→ **Passage shown**:
Begin

1.4. The process of monitoring Kubernetes in Checkmk

Checkmk monitors your Kubernetes clusters in two ways:

The Kubernetes special agent simply retrieves basic information via your cluster’s API server. This can already be used to retrieve the states of nodes and containers. Most of the metadata of your pods and deployments are also obtained in this way.

For a comprehensive monitoring, however, something is still missing up to this point. Questions such as how much load a particular deployment generates on the CPU, or how much memory a DaemonSet is currently using cannot be answered in this way.

This is where our Checkmk Node Collector and our Checkmk Cluster Collector come into play. These are an indispensable part of Kubernetes monitoring within Checkmk. A not insignificant part of what follows in this article is thus also about installing and setting these up. In addition, the use of the Kubernetes dashboards in the commercial editions only makes sense if the Node and Cluster Collectors can provide data on the loads for this.

1.5. Differences compared to other monitoring in Checkmk

When monitoring pods and replicas in your Kubernetes clusters, status changes or delays sometimes occur much more frequently. To account for this, the checks for certain states of these objects only change their status in Checkmk after 10 minutes.

1.6. Differences compared to existing Kubernetes monitoring

Kubernetes monitoring in Checkmk has been rewritten from scratch. The scope of the data that can be monitored has grown considerably. Since the technical basis for Kubernetes monitoring in Checkmk 2.1.0 is fundamentally different, it is not possible to transfer or even rewrite previous monitoring data from your Kubernetes objects.

End

→ **Recorded information**:
Begin

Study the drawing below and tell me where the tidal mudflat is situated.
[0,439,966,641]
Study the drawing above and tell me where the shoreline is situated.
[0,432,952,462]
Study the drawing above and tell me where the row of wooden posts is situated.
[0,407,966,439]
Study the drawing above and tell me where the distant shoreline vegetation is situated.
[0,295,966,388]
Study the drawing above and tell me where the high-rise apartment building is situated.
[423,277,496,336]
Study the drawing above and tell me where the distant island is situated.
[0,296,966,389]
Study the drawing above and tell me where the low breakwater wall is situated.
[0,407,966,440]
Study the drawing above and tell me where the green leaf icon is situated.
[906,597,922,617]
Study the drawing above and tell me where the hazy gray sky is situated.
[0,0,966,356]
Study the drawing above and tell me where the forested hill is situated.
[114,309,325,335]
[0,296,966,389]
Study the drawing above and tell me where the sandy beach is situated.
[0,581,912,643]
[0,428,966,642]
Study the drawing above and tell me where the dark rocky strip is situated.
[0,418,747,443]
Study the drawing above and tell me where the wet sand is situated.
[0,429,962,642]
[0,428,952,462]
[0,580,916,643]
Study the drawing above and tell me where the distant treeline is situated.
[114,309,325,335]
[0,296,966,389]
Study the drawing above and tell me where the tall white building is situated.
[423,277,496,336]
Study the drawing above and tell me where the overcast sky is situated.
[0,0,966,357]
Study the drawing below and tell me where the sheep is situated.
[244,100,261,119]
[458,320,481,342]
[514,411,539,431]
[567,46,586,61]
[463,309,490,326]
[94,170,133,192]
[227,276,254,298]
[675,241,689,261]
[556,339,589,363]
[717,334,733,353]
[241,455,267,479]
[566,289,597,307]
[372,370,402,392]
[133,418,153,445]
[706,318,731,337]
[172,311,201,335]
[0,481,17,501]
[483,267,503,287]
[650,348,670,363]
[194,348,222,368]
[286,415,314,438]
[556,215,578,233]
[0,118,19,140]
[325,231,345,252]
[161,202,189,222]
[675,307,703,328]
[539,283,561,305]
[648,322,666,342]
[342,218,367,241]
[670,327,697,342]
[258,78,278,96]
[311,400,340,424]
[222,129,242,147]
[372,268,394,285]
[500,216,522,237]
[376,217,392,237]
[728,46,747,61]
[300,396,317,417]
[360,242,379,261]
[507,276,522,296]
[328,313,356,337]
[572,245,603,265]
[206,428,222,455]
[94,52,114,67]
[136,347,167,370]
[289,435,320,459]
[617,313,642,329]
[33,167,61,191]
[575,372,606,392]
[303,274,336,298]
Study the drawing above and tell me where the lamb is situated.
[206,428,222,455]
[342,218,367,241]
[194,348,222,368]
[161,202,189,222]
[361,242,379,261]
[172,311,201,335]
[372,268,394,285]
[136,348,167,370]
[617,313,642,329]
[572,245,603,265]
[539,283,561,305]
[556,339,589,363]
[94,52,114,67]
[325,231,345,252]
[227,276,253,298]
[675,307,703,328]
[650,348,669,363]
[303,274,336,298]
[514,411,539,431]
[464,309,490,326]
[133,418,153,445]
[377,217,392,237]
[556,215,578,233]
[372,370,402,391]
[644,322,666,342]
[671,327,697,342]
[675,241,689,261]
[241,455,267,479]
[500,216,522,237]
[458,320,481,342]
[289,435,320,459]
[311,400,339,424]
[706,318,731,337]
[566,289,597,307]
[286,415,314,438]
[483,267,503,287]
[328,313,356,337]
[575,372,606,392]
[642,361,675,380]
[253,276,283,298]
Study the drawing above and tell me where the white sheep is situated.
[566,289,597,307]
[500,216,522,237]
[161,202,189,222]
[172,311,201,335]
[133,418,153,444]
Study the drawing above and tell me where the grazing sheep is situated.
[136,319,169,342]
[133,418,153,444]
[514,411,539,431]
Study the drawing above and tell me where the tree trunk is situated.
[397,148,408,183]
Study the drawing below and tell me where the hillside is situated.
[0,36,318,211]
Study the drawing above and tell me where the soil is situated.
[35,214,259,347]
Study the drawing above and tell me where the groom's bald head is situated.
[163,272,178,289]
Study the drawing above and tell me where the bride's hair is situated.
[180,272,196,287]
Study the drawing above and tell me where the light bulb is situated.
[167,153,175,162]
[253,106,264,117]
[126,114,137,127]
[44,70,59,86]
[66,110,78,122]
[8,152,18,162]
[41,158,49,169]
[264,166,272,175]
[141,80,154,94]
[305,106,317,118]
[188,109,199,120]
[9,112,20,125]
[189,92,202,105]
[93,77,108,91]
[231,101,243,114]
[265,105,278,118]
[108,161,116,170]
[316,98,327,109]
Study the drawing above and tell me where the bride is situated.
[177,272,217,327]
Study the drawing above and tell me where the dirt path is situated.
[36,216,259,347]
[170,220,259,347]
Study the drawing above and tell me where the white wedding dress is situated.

End

→ **Tasks**:
- a) In the passage on Kubernetes monitoring in Checkmk, how long do checks for certain pod and replica states wait before changing their status?
- b) Write the next part of the passage on Kubernetes monitoring in Checkmk, starting after its final sentence.

→ **Results of the exercise**:
- a) 10 minutes.

- b)
2. Creating prerequisites in the cluster

To be able to monitor your Kubernetes cluster in Checkmk, first create the prerequisites in your cluster. First and foremost, tell the cluster which pods/containers to deploy and how to configure them.

2.1. Setting up the Helm repository

The installation of Kubernetes monitoring is done with the help of the helm tool. Helm is also suitable for less experienced users and standardizes the management of configurations. Helm is a kind of package manager for Kubernetes. If you are not yet using Helm, you can usually get it from your Linux distribution’s package manager or from the Helm project website.

You can use Helm to include repositories as sources and easily add the Helm charts that these contain to your cluster in the same way as packages. First of all, identify the repository. In the following example, we use the name checkmk-chart to make it easier to access the repository later. You can, of course, also use any other name of your choice:

user@host:~$ helm repo add checkmk-chart https://checkmk.github.io/checkmk_kube_agent

We update our Helm charts whenever new developments in Kubernetes require it. It is therefore worth checking from time to time whether new versions are available in the repository. If you have named your local copy of our repository checkmk-chart, as in the previous command, you can use the following command to display all versions of the charts available in the repository:

user@host:~$ helm search repo checkmk-chart --versions
NAME           	CHART VERSION   APP VERSION   DESCRIPTION
checkmk-chart/checkmk	1.2.0        	  1.2.0         Helm chart for Checkmk - Your complete IT monit...
checkmk-chart/checkmk	1.1.0        	  1.1.0         Helm chart for Checkmk - Your complete IT monit...
checkmk-chart/checkmk	1.0.1        	  1.0.1       	Helm chart for Checkmk - Your complete IT monit...
checkmk-chart/checkmk	1.0.0        	  1.0.0       	Helm chart for Checkmk - Your complete IT monit...

If a newer version is available you can update with helm repo update.

2.2. Customizing the configuration to your environment

Since we cannot know in advance how your Kubernetes cluster is structured, we have chosen the safest variant for how the Cluster Collectors are started: By default, you do not provide any ports that can be accessed remotely. In order to be able to access the collectors later, you will need to adapt these settings to your particular cluster.

We support two communication paths by default: the query via Ingress and the query via NodePort. The configuration of these will vary depending on which variant you support in your cluster.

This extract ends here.